What the task requires: Write out every line of the listing below as a JSON list of strings, one string per line, skipping blank lines and leaving the picture out.

Entries supplied:

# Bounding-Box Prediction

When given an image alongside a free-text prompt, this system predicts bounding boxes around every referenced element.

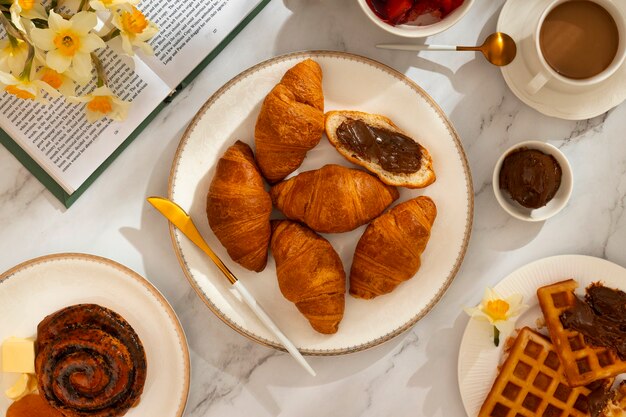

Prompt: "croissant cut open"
[206,141,272,272]
[350,196,437,299]
[254,59,324,183]
[325,110,435,188]
[271,220,346,334]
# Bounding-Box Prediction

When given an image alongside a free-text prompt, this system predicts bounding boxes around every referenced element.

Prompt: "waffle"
[537,279,626,387]
[478,327,604,417]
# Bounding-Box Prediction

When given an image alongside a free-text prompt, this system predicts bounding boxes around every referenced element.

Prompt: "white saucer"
[497,0,626,120]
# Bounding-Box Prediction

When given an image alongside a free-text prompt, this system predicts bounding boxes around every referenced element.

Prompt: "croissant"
[270,165,399,233]
[271,220,346,334]
[350,197,437,299]
[206,141,272,272]
[254,59,324,183]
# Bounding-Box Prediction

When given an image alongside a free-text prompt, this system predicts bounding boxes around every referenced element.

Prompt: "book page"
[141,0,261,89]
[0,48,171,194]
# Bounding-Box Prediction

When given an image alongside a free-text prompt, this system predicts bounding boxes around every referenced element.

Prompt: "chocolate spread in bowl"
[499,148,562,209]
[337,119,422,174]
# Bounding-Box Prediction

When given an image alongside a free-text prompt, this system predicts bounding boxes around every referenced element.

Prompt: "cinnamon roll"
[35,304,146,417]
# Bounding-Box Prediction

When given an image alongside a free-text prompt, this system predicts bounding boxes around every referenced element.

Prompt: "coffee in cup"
[526,0,626,94]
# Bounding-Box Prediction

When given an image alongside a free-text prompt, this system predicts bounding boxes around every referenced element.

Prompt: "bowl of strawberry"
[357,0,474,38]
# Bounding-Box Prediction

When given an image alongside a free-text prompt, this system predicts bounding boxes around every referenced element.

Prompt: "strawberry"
[387,0,413,25]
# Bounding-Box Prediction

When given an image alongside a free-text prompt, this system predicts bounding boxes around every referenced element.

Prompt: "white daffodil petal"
[485,287,502,301]
[46,49,72,73]
[0,71,19,85]
[493,320,515,337]
[59,78,76,97]
[70,12,98,33]
[22,3,48,20]
[33,80,61,98]
[72,54,93,76]
[48,10,69,32]
[80,33,106,54]
[30,28,55,51]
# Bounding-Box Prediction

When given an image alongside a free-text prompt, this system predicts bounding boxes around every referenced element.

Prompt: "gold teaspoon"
[376,32,517,67]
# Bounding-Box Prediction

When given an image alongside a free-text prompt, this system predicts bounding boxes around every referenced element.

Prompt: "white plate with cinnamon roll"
[169,51,473,355]
[0,254,190,417]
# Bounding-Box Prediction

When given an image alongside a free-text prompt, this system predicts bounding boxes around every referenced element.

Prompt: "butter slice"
[2,337,35,374]
[4,374,37,401]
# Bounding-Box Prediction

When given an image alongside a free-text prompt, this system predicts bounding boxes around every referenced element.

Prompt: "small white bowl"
[357,0,474,38]
[493,141,574,222]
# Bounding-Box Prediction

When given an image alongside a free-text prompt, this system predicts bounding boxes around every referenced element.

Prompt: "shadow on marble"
[407,314,468,417]
[474,183,545,252]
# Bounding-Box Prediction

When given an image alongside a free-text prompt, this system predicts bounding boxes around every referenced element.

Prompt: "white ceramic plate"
[169,52,473,355]
[0,254,189,417]
[497,0,626,120]
[458,255,626,417]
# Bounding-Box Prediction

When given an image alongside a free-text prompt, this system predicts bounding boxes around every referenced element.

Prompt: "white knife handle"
[376,43,456,51]
[233,281,316,376]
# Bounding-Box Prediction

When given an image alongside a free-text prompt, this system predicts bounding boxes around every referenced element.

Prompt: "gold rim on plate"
[0,253,191,417]
[168,51,474,356]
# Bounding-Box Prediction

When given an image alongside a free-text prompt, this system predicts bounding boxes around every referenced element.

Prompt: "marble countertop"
[0,0,626,417]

Result below:
[
  "# Bounding-Box Prediction",
  "When given an image alongside a free-text prompt, this system predicts bounding boxes around every referenced element.",
  "Prompt: \"croissant cut open\"",
  "[206,141,272,272]",
  "[350,196,437,299]",
  "[254,59,324,183]",
  "[325,110,435,188]",
  "[271,220,346,334]",
  "# Bounding-Box Prediction",
  "When given an image alongside a free-text prompt, this system predicts bounding boxes around every referenced element.",
  "Prompt: \"waffle\"",
  "[537,279,626,387]",
  "[478,327,604,417]",
  "# Bounding-Box Prediction",
  "When given an image alongside a free-text prompt, this system predicts bounding boxes around every referenced element.",
  "Prompt: \"white saucer\"",
  "[497,0,626,120]",
  "# Bounding-Box Prediction",
  "When given an image alongside a free-text prompt, this system predicts bounding boxes around every referenced element.",
  "Prompt: \"croissant\"",
  "[270,165,399,233]",
  "[271,220,346,334]",
  "[350,197,437,299]",
  "[206,141,272,272]",
  "[254,59,324,183]",
  "# Bounding-Box Prediction",
  "When given an image alongside a free-text prompt, this system predicts bounding boxes around every referenced element.",
  "Prompt: \"book page\"",
  "[141,0,261,89]",
  "[0,48,171,194]",
  "# Bounding-Box Prediction",
  "When given an image alongside a free-text prompt, this system predicts bounding boxes around every referenced element.",
  "Prompt: \"chocolate spread in bowl\"",
  "[499,148,562,209]",
  "[337,119,422,174]",
  "# Bounding-Box Prediction",
  "When given an image alongside a free-text prompt, this system predicts bounding boxes around every referenced element.",
  "Prompt: \"cinnamon roll\"",
  "[35,304,146,417]",
  "# Bounding-Box Prediction",
  "When given an image alongside a free-text prompt, this system predicts bounding boxes around every referenced element.",
  "Prompt: \"coffee in cup\"",
  "[526,0,626,94]",
  "# Bounding-Box Prediction",
  "When given an image alongside a free-text prompt, this system predicts bounding boxes around every referenced element.",
  "Prompt: \"bowl of strawberry\"",
  "[357,0,474,38]",
  "# Bounding-Box Prediction",
  "When given an image alongside a free-text prompt, this system predicts bounding boxes around every referenced element.",
  "Prompt: \"strawberry\"",
  "[387,0,413,25]",
  "# Bounding-Box Prediction",
  "When given an image alongside a free-text prompt, this system predicts bounding boxes around every referenced element.",
  "Prompt: \"white daffodil petal\"",
  "[485,287,502,301]",
  "[46,49,72,73]",
  "[0,71,19,85]",
  "[493,320,515,337]",
  "[59,78,76,97]",
  "[70,12,98,33]",
  "[22,3,48,20]",
  "[33,80,61,98]",
  "[72,54,93,76]",
  "[48,10,69,32]",
  "[80,33,106,54]",
  "[30,28,55,51]",
  "# Bounding-Box Prediction",
  "When given an image alongside a free-text prompt, this system predicts bounding boxes around every referenced element.",
  "Prompt: \"gold teaspoon\"",
  "[376,32,517,67]",
  "# Bounding-Box Prediction",
  "When given an image alongside a free-text prompt, this system predicts bounding boxes around every referenced element.",
  "Prompt: \"white plate with cinnamon roll\"",
  "[169,51,473,355]",
  "[0,254,190,417]",
  "# Bounding-Box Prediction",
  "When given an image alongside a free-text prompt, this system predicts bounding boxes around every referenced element.",
  "Prompt: \"butter slice\"",
  "[2,337,35,374]",
  "[4,374,37,401]",
  "# Bounding-Box Prediction",
  "When given an image alongside a free-text prompt, this system predicts bounding boxes around every referenced element.",
  "Prompt: \"small white bowl\"",
  "[357,0,474,38]",
  "[493,141,574,222]",
  "# Bounding-Box Prediction",
  "When given an image alongside a free-text prompt, this system predicts bounding boxes around every referenced element.",
  "Prompt: \"shadow on marble\"",
  "[407,314,468,417]",
  "[474,183,545,252]",
  "# Bounding-Box Prediction",
  "When given an image alongside a free-text prompt, this system predicts bounding boxes around every referenced element.",
  "Prompt: \"white ceramic plate\"",
  "[169,52,473,355]",
  "[0,254,189,417]",
  "[497,0,626,120]",
  "[458,255,626,417]",
  "# Bounding-Box Prediction",
  "When given an image alongside a free-text prompt, this system predicts bounding boxes around every referenced element.",
  "Prompt: \"white knife handle\"",
  "[376,43,456,51]",
  "[233,281,316,376]",
  "# Bounding-Box Prediction",
  "When given an image alongside a free-text prompt, this system predicts bounding boxes around every referenced element.",
  "Prompt: \"gold rim on plate\"",
  "[0,253,191,417]",
  "[168,51,474,356]",
  "# Bounding-Box Prediction",
  "When given an image alongside a free-text prompt, this system predicts bounding boxes around every referenced element.",
  "Prompt: \"marble countertop\"",
  "[0,0,626,417]"
]